*** Block opens ***

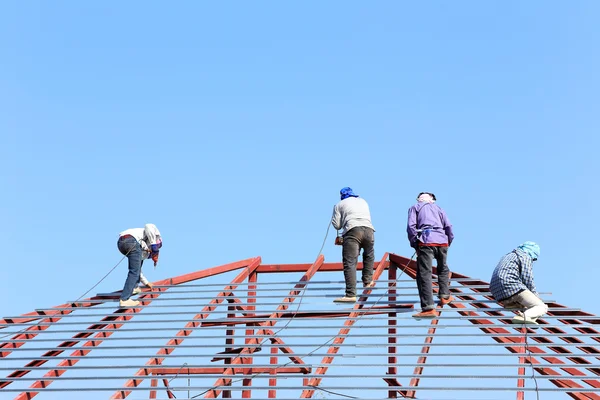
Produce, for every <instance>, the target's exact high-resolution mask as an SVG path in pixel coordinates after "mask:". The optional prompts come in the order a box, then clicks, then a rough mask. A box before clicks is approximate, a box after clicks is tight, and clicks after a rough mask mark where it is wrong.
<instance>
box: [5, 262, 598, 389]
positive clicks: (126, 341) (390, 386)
mask: <svg viewBox="0 0 600 400" xmlns="http://www.w3.org/2000/svg"><path fill="white" fill-rule="evenodd" d="M342 269H343V268H342V265H341V264H340V263H325V262H324V258H323V256H319V257H318V258H317V260H316V261H315V262H314V263H312V264H278V265H269V264H262V262H261V259H260V257H256V258H251V259H247V260H242V261H238V262H234V263H230V264H226V265H221V266H218V267H214V268H209V269H205V270H201V271H197V272H193V273H190V274H186V275H182V276H178V277H174V278H169V279H165V280H162V281H159V282H156V283H155V284H154V285H155V287H154V290H152V291H149V290H145V291H143V292H142V293H141V294H140V295H139V299H140V301H141V305H140V306H139V307H136V308H126V309H119V308H118V307H117V308H115V302H116V301H118V297H119V292H112V293H104V294H102V293H101V294H97V295H96V296H94V297H91V298H88V299H85V300H81V301H72V302H66V303H65V304H61V305H59V306H56V307H51V308H46V309H39V310H36V311H34V312H31V313H27V314H24V315H19V316H9V317H5V318H3V319H0V336H1V338H0V343H1V344H0V359H1V360H2V362H1V363H0V370H1V371H0V373H2V374H3V375H4V377H0V397H1V398H10V397H12V398H14V399H17V400H28V399H32V398H34V397H39V398H40V399H44V398H81V397H79V395H78V394H81V393H82V392H84V393H85V398H86V399H96V398H98V399H105V398H110V399H125V398H130V399H132V398H135V399H172V398H177V399H181V398H188V399H192V398H193V399H198V398H255V399H257V398H264V399H273V398H280V399H298V398H361V399H383V398H387V399H402V398H408V399H430V398H431V399H456V398H465V399H467V398H477V399H506V398H512V397H515V398H516V399H517V400H522V399H526V398H531V399H533V398H536V397H537V398H539V397H540V395H541V394H542V397H543V398H544V399H553V398H573V399H579V400H584V399H594V400H600V377H599V376H600V363H599V360H600V350H599V349H598V347H597V345H598V342H600V333H599V332H598V331H597V330H596V328H597V325H599V324H600V318H599V317H597V316H595V315H593V314H590V313H586V312H584V311H581V310H577V309H572V308H568V307H566V306H563V305H561V304H559V303H556V302H555V301H553V300H550V299H545V301H546V303H547V304H548V306H549V312H548V314H547V316H545V317H544V318H542V319H539V320H538V322H539V326H537V327H534V328H532V327H531V326H521V325H512V324H511V317H512V315H513V314H514V311H512V310H511V311H508V310H504V309H502V308H501V307H500V306H499V305H498V304H497V303H496V302H495V301H494V300H493V298H492V297H491V294H490V293H489V290H488V283H487V282H485V281H482V280H479V279H474V278H470V277H468V276H465V275H461V274H458V273H456V272H453V273H452V276H451V292H452V293H453V295H454V297H455V298H456V301H454V302H453V303H451V304H450V305H449V306H445V307H444V308H439V311H440V317H439V318H435V319H433V320H415V319H414V318H412V317H411V313H412V312H413V308H414V304H415V303H417V304H418V295H417V290H416V286H415V283H414V280H415V278H416V265H415V262H414V261H412V260H410V259H408V258H405V257H401V256H398V255H395V254H388V253H386V254H385V255H384V256H383V257H382V258H381V260H380V261H379V262H377V263H376V265H375V273H374V280H375V282H376V285H375V287H374V288H372V289H364V290H363V291H362V293H361V295H360V299H359V300H358V301H357V302H356V303H355V304H350V305H335V304H334V303H332V301H331V300H332V298H333V297H337V296H339V295H341V294H343V286H344V285H343V281H342V280H341V278H342V277H343V275H342V273H341V271H342ZM358 269H359V270H360V269H362V265H361V264H360V263H359V265H358ZM433 273H434V281H435V278H437V276H436V275H435V274H436V271H435V268H434V271H433ZM224 281H226V282H228V283H223V282H224ZM434 291H435V289H434ZM58 393H60V394H61V395H60V397H56V395H57V394H58Z"/></svg>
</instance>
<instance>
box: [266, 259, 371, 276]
mask: <svg viewBox="0 0 600 400" xmlns="http://www.w3.org/2000/svg"><path fill="white" fill-rule="evenodd" d="M311 265H312V264H262V265H261V266H260V267H258V270H257V271H256V272H258V273H262V274H265V273H282V272H306V271H307V270H308V269H309V268H310V267H311ZM362 268H363V264H362V263H361V262H359V263H357V265H356V269H357V270H362ZM343 270H344V266H343V265H342V263H323V266H322V267H321V268H319V272H334V271H343Z"/></svg>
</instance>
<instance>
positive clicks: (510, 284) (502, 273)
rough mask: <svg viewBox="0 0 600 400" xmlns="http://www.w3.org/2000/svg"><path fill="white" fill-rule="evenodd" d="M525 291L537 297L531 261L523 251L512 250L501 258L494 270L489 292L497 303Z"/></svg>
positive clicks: (536, 292)
mask: <svg viewBox="0 0 600 400" xmlns="http://www.w3.org/2000/svg"><path fill="white" fill-rule="evenodd" d="M527 289H528V290H530V291H531V292H533V293H534V294H535V295H537V291H536V290H535V283H533V259H532V258H531V256H529V254H527V253H525V252H524V251H521V250H519V249H517V250H513V251H511V252H510V253H508V254H507V255H505V256H504V257H502V259H501V260H500V262H499V263H498V265H497V266H496V269H494V273H493V274H492V280H491V281H490V291H491V292H492V295H493V296H494V298H495V299H496V300H497V301H503V300H506V299H508V298H509V297H511V296H514V295H515V294H517V293H520V292H522V291H524V290H527Z"/></svg>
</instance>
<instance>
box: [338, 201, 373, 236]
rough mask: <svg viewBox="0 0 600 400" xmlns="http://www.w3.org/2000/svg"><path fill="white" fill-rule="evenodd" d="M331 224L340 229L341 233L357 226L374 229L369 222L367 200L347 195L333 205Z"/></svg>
mask: <svg viewBox="0 0 600 400" xmlns="http://www.w3.org/2000/svg"><path fill="white" fill-rule="evenodd" d="M332 222H333V226H334V228H336V229H342V235H343V234H345V233H346V232H348V231H349V230H350V229H352V228H355V227H357V226H366V227H367V228H371V229H373V230H375V228H374V227H373V224H372V223H371V212H370V210H369V205H368V204H367V202H366V201H365V200H364V199H363V198H360V197H348V198H346V199H344V200H341V201H340V202H339V203H337V204H336V205H335V208H334V212H333V221H332Z"/></svg>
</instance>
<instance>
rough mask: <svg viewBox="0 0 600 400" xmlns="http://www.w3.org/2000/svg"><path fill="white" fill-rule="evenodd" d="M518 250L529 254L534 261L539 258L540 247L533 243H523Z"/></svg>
mask: <svg viewBox="0 0 600 400" xmlns="http://www.w3.org/2000/svg"><path fill="white" fill-rule="evenodd" d="M518 249H519V250H522V251H524V252H525V253H527V254H529V257H531V258H532V259H533V260H534V261H535V260H537V259H538V257H539V256H540V246H538V244H537V243H535V242H525V243H523V244H522V245H520V246H519V247H518Z"/></svg>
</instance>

*** Block closes ***

Written task: Please rewrite the material above with every "rough mask" changed to "coarse mask" and everything else left as it is. Omit the pictures from your answer.

Answer for the task:
Produce, for every <instance>, the target's exact high-resolution mask as an SVG path in pixel coordinates after "mask:". The optional prompts come in the order a box, then clicks, then a coarse mask. A box before clicks is approximate, a box after clicks is tight, and clicks after a coarse mask mark where it is wrong.
<instance>
box: [5, 262, 598, 389]
positive clicks: (126, 341) (390, 386)
mask: <svg viewBox="0 0 600 400" xmlns="http://www.w3.org/2000/svg"><path fill="white" fill-rule="evenodd" d="M342 269H343V268H342V265H341V264H340V263H325V262H324V258H323V256H319V257H318V258H317V260H316V261H315V262H314V263H312V264H278V265H269V264H262V262H261V259H260V257H256V258H251V259H247V260H242V261H238V262H234V263H230V264H226V265H221V266H218V267H214V268H209V269H205V270H201V271H197V272H193V273H190V274H186V275H182V276H178V277H174V278H169V279H165V280H162V281H159V282H156V283H155V284H154V285H155V287H154V290H152V291H149V290H145V291H143V292H142V293H141V294H140V295H139V299H140V301H141V305H140V306H139V307H136V308H126V309H119V308H118V307H117V308H115V302H116V301H118V297H119V292H112V293H104V294H102V293H101V294H97V295H96V296H94V297H91V298H88V299H85V300H81V301H72V302H66V303H65V304H61V305H59V306H56V307H51V308H46V309H39V310H36V311H34V312H31V313H27V314H24V315H19V316H9V317H5V318H3V319H0V336H1V338H0V343H1V344H0V359H1V360H2V362H1V363H0V370H1V371H0V373H2V374H3V375H4V377H0V397H1V398H10V397H12V398H14V399H17V400H28V399H32V398H34V397H39V398H40V399H44V398H81V397H79V395H78V394H81V393H82V392H84V393H85V398H86V399H96V398H98V399H105V398H110V399H125V398H130V399H132V398H135V399H172V398H177V399H181V398H188V399H192V398H193V399H198V398H255V399H257V398H264V399H273V398H280V399H298V398H361V399H383V398H387V399H402V398H408V399H430V398H431V399H456V398H465V399H467V398H477V399H506V398H512V397H515V398H516V399H517V400H522V399H526V398H531V399H533V398H536V397H537V398H539V397H540V395H541V394H542V397H543V398H544V399H553V398H573V399H579V400H584V399H594V400H600V377H599V376H600V363H599V360H600V350H599V349H598V347H597V345H598V342H600V333H599V332H598V331H597V330H596V328H597V325H599V324H600V318H599V317H597V316H595V315H593V314H590V313H586V312H584V311H581V310H577V309H572V308H568V307H566V306H563V305H561V304H559V303H556V302H555V301H553V300H550V299H545V301H546V303H547V304H548V306H549V312H548V314H547V316H545V317H544V318H542V319H539V320H538V322H539V326H537V327H534V328H532V327H531V326H521V325H512V324H511V317H512V315H513V314H514V311H512V310H511V311H508V310H504V309H502V308H501V307H500V306H499V305H498V304H497V303H496V302H495V301H494V300H493V298H492V297H491V294H490V293H489V290H488V283H487V282H485V281H482V280H479V279H474V278H470V277H468V276H465V275H461V274H458V273H456V272H453V273H452V276H451V292H452V293H453V295H454V297H455V298H456V301H454V302H453V303H451V304H450V305H449V306H445V307H444V308H439V311H440V317H439V318H435V319H433V320H415V319H414V318H412V317H411V313H412V312H413V308H414V304H415V303H417V304H418V295H417V290H416V286H415V283H414V280H415V278H416V265H415V262H414V261H412V260H410V259H408V258H405V257H401V256H398V255H395V254H388V253H386V254H385V255H384V256H383V257H382V258H381V260H380V261H379V262H377V263H376V265H375V273H374V280H375V282H376V285H375V287H374V288H372V289H364V290H363V291H362V293H361V295H360V299H359V300H358V301H357V302H356V303H355V304H350V305H335V304H334V303H332V301H331V300H332V298H333V297H337V296H339V295H341V294H343V286H344V285H343V281H342V280H341V278H342V277H343V275H342V273H341V271H342ZM358 269H359V270H360V269H362V265H361V264H360V263H359V265H358ZM433 273H434V281H435V278H437V276H436V275H435V274H436V271H435V268H434V271H433ZM224 281H226V282H228V283H223V282H224ZM434 291H435V289H434ZM58 393H60V394H61V395H60V397H56V395H57V394H58Z"/></svg>
</instance>
<instance>
box: [266, 259, 371, 276]
mask: <svg viewBox="0 0 600 400" xmlns="http://www.w3.org/2000/svg"><path fill="white" fill-rule="evenodd" d="M311 265H312V264H262V265H261V266H260V267H258V270H257V271H256V272H258V273H262V274H265V273H282V272H306V271H307V270H308V269H309V268H310V267H311ZM362 268H363V264H362V263H361V262H359V263H357V265H356V269H357V270H362ZM343 270H344V266H343V265H342V263H323V266H322V267H321V268H319V272H334V271H343Z"/></svg>
</instance>
<instance>
positive clicks: (510, 284) (502, 273)
coarse mask: <svg viewBox="0 0 600 400" xmlns="http://www.w3.org/2000/svg"><path fill="white" fill-rule="evenodd" d="M525 291L537 297L531 261L523 251L512 250L501 258L494 270L489 292L497 303Z"/></svg>
positive clicks: (536, 292)
mask: <svg viewBox="0 0 600 400" xmlns="http://www.w3.org/2000/svg"><path fill="white" fill-rule="evenodd" d="M527 289H528V290H530V291H531V292H533V293H534V294H535V295H537V291H536V290H535V283H533V259H532V258H531V256H529V254H527V253H525V252H524V251H521V250H519V249H517V250H513V251H511V252H510V253H508V254H507V255H505V256H504V257H502V259H501V260H500V262H499V263H498V265H497V266H496V269H494V273H493V274H492V280H491V281H490V291H491V292H492V295H493V296H494V298H495V299H496V300H497V301H503V300H506V299H508V298H509V297H511V296H514V295H515V294H517V293H520V292H522V291H524V290H527Z"/></svg>
</instance>
<instance>
box: [338, 201, 373, 236]
coarse mask: <svg viewBox="0 0 600 400" xmlns="http://www.w3.org/2000/svg"><path fill="white" fill-rule="evenodd" d="M331 224L340 229L341 233L357 226L374 229L369 222L367 200L347 195L333 205Z"/></svg>
mask: <svg viewBox="0 0 600 400" xmlns="http://www.w3.org/2000/svg"><path fill="white" fill-rule="evenodd" d="M332 222H333V226H334V228H336V229H342V235H343V234H345V233H346V232H348V231H349V230H350V229H352V228H355V227H357V226H366V227H367V228H371V229H373V230H375V228H374V227H373V224H372V223H371V212H370V210H369V205H368V204H367V202H366V201H365V200H364V199H363V198H360V197H348V198H346V199H344V200H341V201H340V202H339V203H337V204H336V205H335V208H334V212H333V221H332Z"/></svg>
</instance>
<instance>
coarse mask: <svg viewBox="0 0 600 400" xmlns="http://www.w3.org/2000/svg"><path fill="white" fill-rule="evenodd" d="M518 250L529 254L534 261L539 258L540 247L533 243H523Z"/></svg>
mask: <svg viewBox="0 0 600 400" xmlns="http://www.w3.org/2000/svg"><path fill="white" fill-rule="evenodd" d="M518 249H519V250H522V251H524V252H525V253H527V254H529V257H531V258H532V259H533V260H534V261H535V260H537V259H538V257H539V256H540V246H538V244H537V243H535V242H525V243H523V244H522V245H520V246H519V247H518Z"/></svg>
</instance>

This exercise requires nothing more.